*** DATA TO EXAMINE ***
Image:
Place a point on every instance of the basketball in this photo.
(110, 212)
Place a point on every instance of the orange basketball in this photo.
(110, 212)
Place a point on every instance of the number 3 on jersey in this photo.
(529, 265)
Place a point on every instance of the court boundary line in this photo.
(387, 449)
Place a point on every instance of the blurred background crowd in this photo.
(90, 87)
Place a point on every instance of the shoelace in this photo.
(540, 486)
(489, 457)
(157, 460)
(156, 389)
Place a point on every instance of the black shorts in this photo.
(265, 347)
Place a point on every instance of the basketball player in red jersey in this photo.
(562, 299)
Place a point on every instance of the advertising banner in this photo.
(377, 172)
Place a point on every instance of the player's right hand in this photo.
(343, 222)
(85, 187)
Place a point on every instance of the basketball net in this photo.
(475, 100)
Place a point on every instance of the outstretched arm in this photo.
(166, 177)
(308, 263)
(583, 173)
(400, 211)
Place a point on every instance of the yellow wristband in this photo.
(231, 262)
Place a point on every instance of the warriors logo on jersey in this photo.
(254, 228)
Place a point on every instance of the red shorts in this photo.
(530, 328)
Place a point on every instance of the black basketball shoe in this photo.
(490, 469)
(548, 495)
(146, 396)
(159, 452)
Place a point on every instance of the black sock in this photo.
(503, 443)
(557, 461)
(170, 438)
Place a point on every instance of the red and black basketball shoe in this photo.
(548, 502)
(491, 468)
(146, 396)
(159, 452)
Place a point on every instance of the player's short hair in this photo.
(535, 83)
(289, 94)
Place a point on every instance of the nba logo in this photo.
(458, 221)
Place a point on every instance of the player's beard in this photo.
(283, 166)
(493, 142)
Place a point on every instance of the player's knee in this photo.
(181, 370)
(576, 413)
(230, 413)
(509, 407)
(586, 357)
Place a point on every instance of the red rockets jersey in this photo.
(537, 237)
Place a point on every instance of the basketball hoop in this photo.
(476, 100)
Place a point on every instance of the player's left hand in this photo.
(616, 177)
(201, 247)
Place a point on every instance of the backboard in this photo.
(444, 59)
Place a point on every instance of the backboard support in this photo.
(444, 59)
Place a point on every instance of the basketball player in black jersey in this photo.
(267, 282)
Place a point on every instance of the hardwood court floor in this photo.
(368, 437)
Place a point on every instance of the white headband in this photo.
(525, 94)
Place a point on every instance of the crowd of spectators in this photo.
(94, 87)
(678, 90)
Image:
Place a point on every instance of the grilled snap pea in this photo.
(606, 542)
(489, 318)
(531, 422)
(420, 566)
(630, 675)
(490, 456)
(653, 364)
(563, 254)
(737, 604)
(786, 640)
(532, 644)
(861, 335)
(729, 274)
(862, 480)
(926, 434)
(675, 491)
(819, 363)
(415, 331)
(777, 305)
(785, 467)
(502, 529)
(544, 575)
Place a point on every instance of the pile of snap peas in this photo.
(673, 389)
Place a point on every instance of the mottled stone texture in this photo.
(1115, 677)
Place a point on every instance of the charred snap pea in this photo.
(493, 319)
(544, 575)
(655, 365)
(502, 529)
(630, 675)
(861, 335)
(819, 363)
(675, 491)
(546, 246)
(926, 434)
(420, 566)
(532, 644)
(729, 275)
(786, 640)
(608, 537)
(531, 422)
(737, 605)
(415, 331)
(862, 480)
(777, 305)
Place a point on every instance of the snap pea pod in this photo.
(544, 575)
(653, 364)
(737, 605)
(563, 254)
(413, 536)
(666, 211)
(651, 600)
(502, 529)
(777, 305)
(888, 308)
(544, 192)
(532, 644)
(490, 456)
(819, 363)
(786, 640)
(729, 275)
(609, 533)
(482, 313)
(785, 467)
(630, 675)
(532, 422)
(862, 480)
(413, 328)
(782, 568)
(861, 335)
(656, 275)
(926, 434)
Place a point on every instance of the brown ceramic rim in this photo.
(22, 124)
*** End of DATA TO EXAMINE ***
• DIRECTIONS:
Nothing is to be left out. Repeat the whole listing exactly.

• WRITTEN ANSWER:
Image:
Place a point on every instance of the basketball in this photo.
(110, 212)
Place a point on every instance of the orange basketball in this photo.
(110, 212)
Place a point on every instance of the number 3 on jersey in this photo.
(529, 265)
Place a point on every instance of the court boundary line in this photo.
(387, 449)
Place a point on every instance of the blurred background crowd in this photo.
(90, 87)
Place a point on every instance of the shoelace in this photo.
(540, 486)
(489, 457)
(157, 460)
(156, 389)
Place a point on every instance of the black shorts in this photo.
(265, 347)
Place a point on every instance of the basketball player in red jersey in this photo.
(562, 299)
Place a point on every instance of the advertising banner in this photo.
(377, 172)
Place a point on every instance of the player's right hand in this photo.
(343, 222)
(85, 187)
Place a point on every instance of the basketball net in this photo.
(475, 100)
Place a point on every instance of the outstretched arm in this photo.
(166, 177)
(308, 263)
(583, 173)
(400, 211)
Place a point on every instance of the yellow wristband in this photo.
(231, 262)
Place a point on every instance of the warriors logo on jersey in this photo.
(254, 228)
Place a point on every instance of the red shorts in this photo.
(530, 328)
Place a point on every instance of the black basketball shoe in this photo.
(490, 469)
(548, 495)
(146, 396)
(159, 452)
Place a point on every instance of the black sock in this photo.
(503, 443)
(557, 461)
(170, 438)
Place a point on every instance of the red and black basketball shoe in this photo.
(548, 502)
(491, 468)
(146, 396)
(159, 452)
Place a point on every instance of the player's short hair in this photo.
(535, 83)
(289, 94)
Place a point on every instance of the nba logo in this photo.
(458, 221)
Place a point on every instance of the player's beard in this photo.
(283, 166)
(493, 142)
Place a point on every instance of the player's knee in this photo.
(181, 370)
(576, 413)
(230, 413)
(509, 407)
(586, 357)
Place a point on every instance of the red rockets jersey in this photo.
(537, 237)
Place a point on every instance of the basketball hoop in this photo.
(476, 100)
Place a point on every instance of the player's left hand in this photo.
(616, 177)
(201, 247)
Place a point on every instance of the backboard in this photo.
(444, 59)
Place a point on every instance of the backboard support in this photo.
(444, 59)
Place a point on every instance of the basketball player in black jersey in this photo.
(267, 282)
Place a point on every instance of the hardwood court floor in this photo.
(368, 437)
Place a point on every instance of the white headband in this photo.
(525, 94)
Place a point on every instance of the crowd of spectators in this photo.
(94, 87)
(678, 90)
Image:
Place a point on every instance of the grilled snap pea in this photo.
(606, 542)
(489, 318)
(531, 422)
(420, 566)
(630, 675)
(490, 456)
(653, 364)
(563, 254)
(737, 604)
(786, 640)
(532, 644)
(861, 335)
(729, 274)
(862, 480)
(926, 434)
(675, 491)
(819, 363)
(415, 331)
(777, 305)
(785, 467)
(502, 529)
(544, 575)
Place a point on every instance of the pile of snap peas in this photo.
(673, 389)
Place a point on every instance of the mottled stone texture in this photo.
(1115, 677)
Place a point on every instance of the charred snap pea in this photo.
(493, 319)
(544, 575)
(655, 365)
(502, 529)
(630, 675)
(861, 335)
(819, 363)
(675, 491)
(546, 246)
(926, 434)
(420, 566)
(532, 644)
(729, 275)
(786, 640)
(608, 537)
(531, 422)
(737, 605)
(415, 331)
(862, 480)
(777, 305)
Place a point on every instance of the snap pea pod in this photo.
(544, 575)
(653, 364)
(737, 605)
(563, 254)
(413, 536)
(666, 211)
(651, 600)
(502, 529)
(777, 305)
(888, 308)
(544, 192)
(532, 644)
(490, 456)
(819, 363)
(786, 640)
(729, 275)
(609, 533)
(482, 313)
(785, 467)
(630, 675)
(532, 422)
(862, 480)
(413, 328)
(782, 568)
(861, 335)
(656, 275)
(926, 434)
Place a point on every instance of the brown ceramic rim in this photo.
(22, 124)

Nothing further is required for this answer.